**TO BE DONE**
Write out verbatim the lines below, from the first one through the line containing "pixel 418 329", inclusive.

· · · ·

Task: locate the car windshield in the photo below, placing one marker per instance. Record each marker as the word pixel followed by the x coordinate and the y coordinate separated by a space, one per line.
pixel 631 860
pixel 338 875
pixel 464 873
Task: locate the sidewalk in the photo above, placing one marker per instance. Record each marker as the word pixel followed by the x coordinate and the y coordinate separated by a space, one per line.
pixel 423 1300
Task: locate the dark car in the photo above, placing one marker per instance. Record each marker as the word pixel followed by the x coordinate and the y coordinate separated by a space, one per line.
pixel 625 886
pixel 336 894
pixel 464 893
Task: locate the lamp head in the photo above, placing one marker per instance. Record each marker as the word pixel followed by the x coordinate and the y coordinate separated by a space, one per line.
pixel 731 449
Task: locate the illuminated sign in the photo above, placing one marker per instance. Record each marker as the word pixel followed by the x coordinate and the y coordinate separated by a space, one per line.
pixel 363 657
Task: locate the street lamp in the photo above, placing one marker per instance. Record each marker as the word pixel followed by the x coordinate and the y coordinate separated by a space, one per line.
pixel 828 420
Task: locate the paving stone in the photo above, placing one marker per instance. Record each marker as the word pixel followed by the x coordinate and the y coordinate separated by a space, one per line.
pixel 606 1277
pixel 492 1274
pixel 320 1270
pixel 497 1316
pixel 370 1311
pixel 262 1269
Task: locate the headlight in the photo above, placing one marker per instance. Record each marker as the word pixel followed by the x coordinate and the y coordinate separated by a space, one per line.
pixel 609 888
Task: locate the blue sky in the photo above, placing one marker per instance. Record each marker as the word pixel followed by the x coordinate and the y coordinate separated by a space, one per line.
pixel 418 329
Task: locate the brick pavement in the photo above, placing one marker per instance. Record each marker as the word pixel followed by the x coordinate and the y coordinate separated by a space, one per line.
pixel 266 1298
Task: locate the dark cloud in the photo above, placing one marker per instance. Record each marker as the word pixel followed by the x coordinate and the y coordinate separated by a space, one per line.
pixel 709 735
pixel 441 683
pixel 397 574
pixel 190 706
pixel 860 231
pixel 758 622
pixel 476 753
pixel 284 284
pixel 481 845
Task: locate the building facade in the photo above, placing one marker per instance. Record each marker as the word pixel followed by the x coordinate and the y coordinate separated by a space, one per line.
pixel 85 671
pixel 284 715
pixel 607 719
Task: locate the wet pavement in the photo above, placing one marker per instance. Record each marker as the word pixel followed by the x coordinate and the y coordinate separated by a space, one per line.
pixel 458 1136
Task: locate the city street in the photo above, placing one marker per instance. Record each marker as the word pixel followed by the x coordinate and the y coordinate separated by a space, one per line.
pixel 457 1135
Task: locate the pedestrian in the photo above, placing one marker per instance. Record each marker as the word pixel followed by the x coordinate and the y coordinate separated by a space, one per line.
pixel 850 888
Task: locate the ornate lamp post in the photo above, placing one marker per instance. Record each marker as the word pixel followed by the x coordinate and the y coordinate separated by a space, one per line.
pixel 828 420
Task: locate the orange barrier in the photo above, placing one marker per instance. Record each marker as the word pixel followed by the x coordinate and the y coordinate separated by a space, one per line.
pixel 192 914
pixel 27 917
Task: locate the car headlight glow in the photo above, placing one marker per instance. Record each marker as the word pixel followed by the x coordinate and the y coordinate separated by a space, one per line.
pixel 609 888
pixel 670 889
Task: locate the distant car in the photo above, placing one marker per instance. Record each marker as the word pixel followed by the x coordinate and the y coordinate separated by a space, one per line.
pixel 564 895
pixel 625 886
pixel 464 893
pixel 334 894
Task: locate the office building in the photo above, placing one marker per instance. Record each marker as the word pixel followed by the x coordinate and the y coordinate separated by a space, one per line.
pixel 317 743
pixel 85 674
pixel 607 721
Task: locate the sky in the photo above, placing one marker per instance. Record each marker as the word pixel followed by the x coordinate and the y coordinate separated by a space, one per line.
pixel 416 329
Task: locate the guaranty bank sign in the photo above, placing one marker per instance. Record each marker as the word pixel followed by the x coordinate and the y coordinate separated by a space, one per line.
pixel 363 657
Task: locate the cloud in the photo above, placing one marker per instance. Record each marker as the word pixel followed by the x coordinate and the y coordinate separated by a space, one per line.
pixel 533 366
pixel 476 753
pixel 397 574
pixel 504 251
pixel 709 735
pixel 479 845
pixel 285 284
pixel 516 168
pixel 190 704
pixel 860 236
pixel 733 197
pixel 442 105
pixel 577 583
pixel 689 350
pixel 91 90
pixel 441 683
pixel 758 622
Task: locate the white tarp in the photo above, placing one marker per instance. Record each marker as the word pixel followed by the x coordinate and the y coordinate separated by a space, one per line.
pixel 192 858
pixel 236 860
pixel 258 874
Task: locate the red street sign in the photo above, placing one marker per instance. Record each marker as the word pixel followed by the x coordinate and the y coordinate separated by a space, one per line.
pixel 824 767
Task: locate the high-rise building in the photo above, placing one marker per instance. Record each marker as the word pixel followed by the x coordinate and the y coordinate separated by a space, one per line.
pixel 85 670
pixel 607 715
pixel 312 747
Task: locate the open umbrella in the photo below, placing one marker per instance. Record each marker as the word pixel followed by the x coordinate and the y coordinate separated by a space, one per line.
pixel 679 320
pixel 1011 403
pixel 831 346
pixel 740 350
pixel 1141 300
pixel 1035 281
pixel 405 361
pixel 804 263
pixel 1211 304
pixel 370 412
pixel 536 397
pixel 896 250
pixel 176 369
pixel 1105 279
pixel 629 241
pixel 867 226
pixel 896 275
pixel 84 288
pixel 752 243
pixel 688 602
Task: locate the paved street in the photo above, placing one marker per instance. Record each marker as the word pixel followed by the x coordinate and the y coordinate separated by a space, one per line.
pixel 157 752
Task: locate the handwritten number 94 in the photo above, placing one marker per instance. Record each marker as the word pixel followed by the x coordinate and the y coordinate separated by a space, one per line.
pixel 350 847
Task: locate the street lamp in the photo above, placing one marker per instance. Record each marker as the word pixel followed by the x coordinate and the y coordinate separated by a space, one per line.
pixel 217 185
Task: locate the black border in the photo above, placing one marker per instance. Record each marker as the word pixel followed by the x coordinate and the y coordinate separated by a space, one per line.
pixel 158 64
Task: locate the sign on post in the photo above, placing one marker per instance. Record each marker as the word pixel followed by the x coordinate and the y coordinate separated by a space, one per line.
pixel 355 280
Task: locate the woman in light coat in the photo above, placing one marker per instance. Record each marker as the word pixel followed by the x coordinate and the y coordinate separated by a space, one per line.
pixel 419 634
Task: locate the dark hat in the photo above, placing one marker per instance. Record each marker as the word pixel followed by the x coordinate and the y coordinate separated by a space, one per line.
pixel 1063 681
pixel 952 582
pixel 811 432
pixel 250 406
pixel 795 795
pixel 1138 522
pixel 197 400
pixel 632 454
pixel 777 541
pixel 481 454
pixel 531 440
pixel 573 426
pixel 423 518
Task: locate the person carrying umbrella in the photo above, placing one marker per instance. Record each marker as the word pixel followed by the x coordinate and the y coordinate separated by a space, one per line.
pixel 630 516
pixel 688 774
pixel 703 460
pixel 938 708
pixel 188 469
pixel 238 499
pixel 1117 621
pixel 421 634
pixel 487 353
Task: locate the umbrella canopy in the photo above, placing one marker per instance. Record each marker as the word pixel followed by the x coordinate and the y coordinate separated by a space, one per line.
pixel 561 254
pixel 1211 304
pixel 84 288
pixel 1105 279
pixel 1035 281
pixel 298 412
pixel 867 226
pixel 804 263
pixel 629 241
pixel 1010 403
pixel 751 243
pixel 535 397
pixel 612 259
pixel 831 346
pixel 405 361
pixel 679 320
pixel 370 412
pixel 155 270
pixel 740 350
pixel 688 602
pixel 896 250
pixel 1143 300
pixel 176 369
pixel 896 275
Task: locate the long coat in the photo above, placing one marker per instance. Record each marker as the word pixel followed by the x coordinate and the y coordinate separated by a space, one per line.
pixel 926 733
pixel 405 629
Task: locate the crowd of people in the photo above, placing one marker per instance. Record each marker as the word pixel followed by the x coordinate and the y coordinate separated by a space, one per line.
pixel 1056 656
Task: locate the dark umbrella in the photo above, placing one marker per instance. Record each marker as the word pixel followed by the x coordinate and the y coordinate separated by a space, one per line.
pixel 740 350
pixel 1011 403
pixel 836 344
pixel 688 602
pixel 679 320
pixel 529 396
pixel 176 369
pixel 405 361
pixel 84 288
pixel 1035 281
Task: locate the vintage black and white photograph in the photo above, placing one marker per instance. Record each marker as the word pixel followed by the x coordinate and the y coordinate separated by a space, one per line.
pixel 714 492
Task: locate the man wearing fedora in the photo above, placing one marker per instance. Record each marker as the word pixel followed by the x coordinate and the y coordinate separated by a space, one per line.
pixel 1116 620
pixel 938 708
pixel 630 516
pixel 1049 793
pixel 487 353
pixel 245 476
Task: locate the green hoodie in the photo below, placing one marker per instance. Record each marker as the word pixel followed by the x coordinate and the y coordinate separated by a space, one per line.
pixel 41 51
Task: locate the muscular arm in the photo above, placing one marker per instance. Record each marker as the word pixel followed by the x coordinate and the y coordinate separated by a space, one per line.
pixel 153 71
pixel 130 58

· · · ·

**SOLUTION FOR THIS PROBLEM**
Task: locate the car windshield in the photo below, placing one marker per instance. Record each marker as the word pixel followed by the x coordinate and the y coordinate separated by a space, one per line.
pixel 631 860
pixel 338 875
pixel 464 873
Task: locate the sidewalk in the photo above, placing one marker per instance. Record each marker as the word pixel followed by the x coordinate and the y coordinate separated by a space, one per line.
pixel 423 1300
Task: locate the dark car in the photo above, placing one marker per instance. Record each marker as the word pixel followed by the x coordinate and the y coordinate separated by a space, one per line.
pixel 625 886
pixel 336 894
pixel 464 893
Task: locate the lamp head in the photo above, placing one marker per instance. Record each marker as the word pixel followed by the x coordinate and the y coordinate separated by a space, one per line.
pixel 731 449
Task: locate the illuminated sign in the photo above, placing one marker per instance. Record each marker as the word pixel followed by the x coordinate and the y coordinate separated by a space, one per line.
pixel 363 657
Task: locate the street lamp in the photo above, placing one marker per instance. Record each marker as the word pixel followed by the x coordinate and the y coordinate separated by a space, one per line.
pixel 828 420
Task: locate the paving stone in the photo above, placing one marker per instance. Record each marker as the word pixel followed by the x coordinate and the y coordinate separated by a space, one per line.
pixel 606 1277
pixel 492 1274
pixel 320 1270
pixel 497 1316
pixel 370 1311
pixel 262 1269
Task: locate the headlight in the photo above, placing one marker per instance. Record each marker as the word pixel followed by the x coordinate and the y coordinate separated by a space, one per line.
pixel 609 888
Task: locate the blue sky in the photo above, placing one marker per instance. Record each marker as the word pixel followed by the x coordinate and the y coordinate separated by a space, one per line.
pixel 418 329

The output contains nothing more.